--- start PAGE EXCERPT ---

Accession Number : AD0636991

Title :   MATERIAL SYMMETRY RESTRICTIONS FOR CERTAIN LOCALLY COMPACT SYMMETRY GROUPS.

Descriptive Note : Technical rept.

Corporate Author : BROWN UNIV PROVIDENCE R I DIV OF APPLIED MATHEMATICS

Personal Author(s) : Lew,John S.

Report Date : JUL 1965

Pagination or Media Count : 35

Abstract : For compact symmetry groups, Wineman and Pipkin have shown that the canonical forms obtained for form-invariant polynomials apply to all form-invariant functions. By a topological ergodic theorem, we construct a group average for bounded representations of those locally compact groups we call mean-ergodic, and for these groups thereby show that the form-invariant polynomials are dense among the form-invariant continuous functions. For representations with closed S-orbits we can characterize all invariant functions, and for Lindelof such groups we can characterize all form-invariant functions, thereby showing again under broader hypotheses that integrity bases are functional bases. (Author)

Descriptors :   (*MEASURE THEORY, *GROUPS(MATHEMATICS)), TOPOLOGY, FUNCTIONS(MATHEMATICS)

Subject Categories : Theoretical Mathematics

Distribution Statement : APPROVED FOR PUBLIC RELEASE

--- end PAGE EXCERPT ---
--- start DATA EXTRACT ---

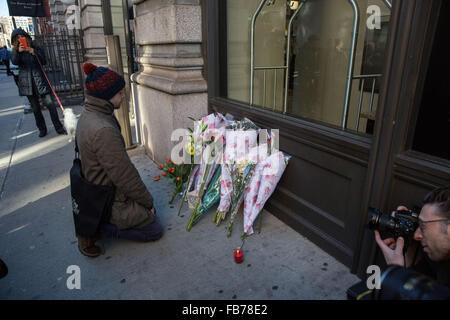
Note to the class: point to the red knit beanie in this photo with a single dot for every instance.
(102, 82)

--- end DATA EXTRACT ---
--- start DATA EXTRACT ---

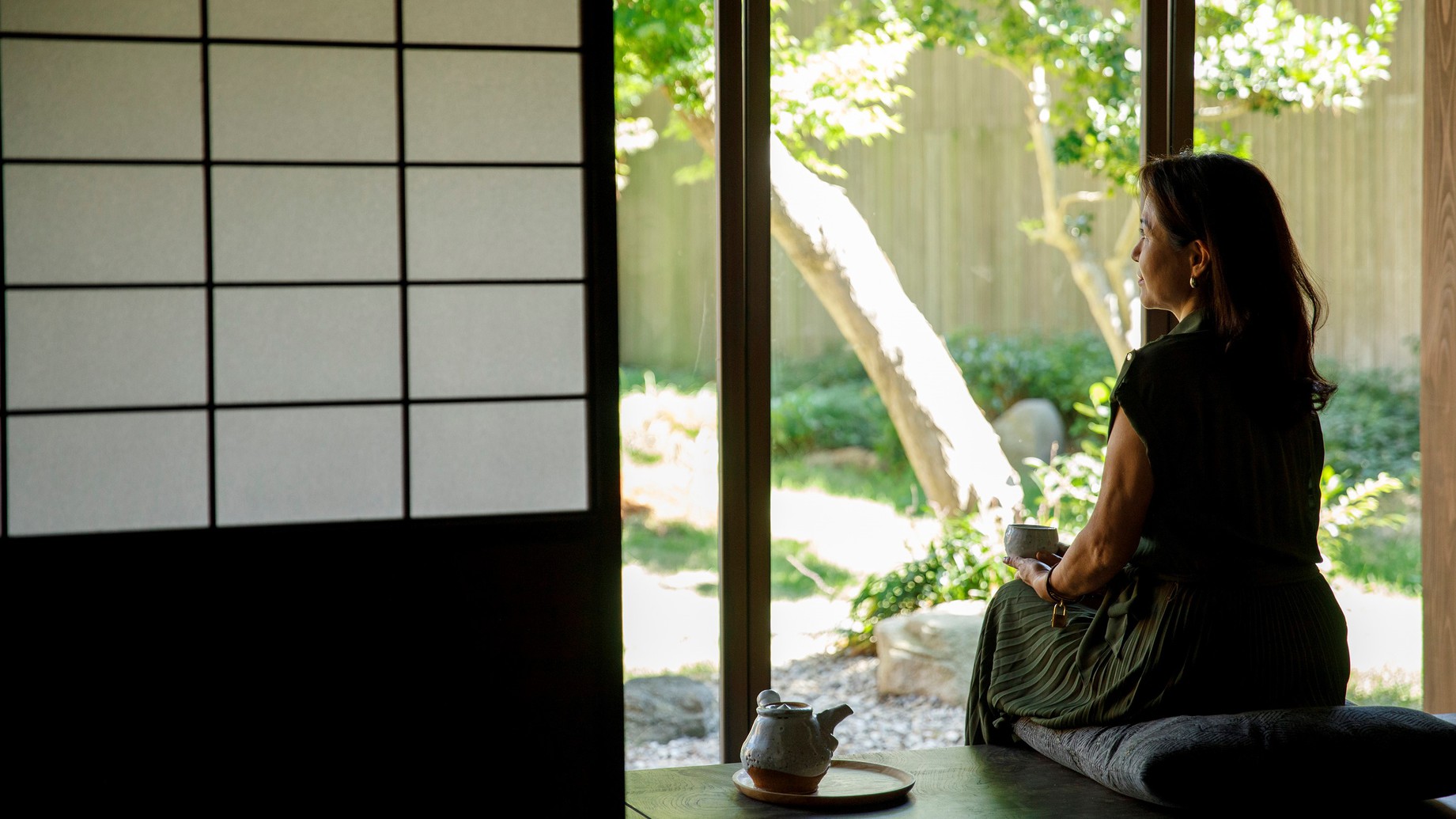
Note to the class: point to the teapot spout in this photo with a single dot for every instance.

--- end DATA EXTRACT ---

WHAT YOU WILL DO —
• a. Decide whether each statement agrees with the report entry on material symmetry restrictions, answering yes or no and quoting the deciding words: (i) the report is dated July 1965; (ii) Wineman and Pipkin's result concerned locally compact symmetry groups; (iii) the pagination count is 35.
• b. According to the report entry on material symmetry restrictions, what name does the author give to the locally compact groups for whose bounded representations a group average is constructed?

SOLUTIONS TO EACH TASK —
• a.
(i) Yes: "Report Date : JUL 1965"
(ii) No: "For compact symmetry groups, Wineman and Pipkin have shown"
(iii) Yes: "Pagination or Media Count : 35"

• b. Mean-ergodic.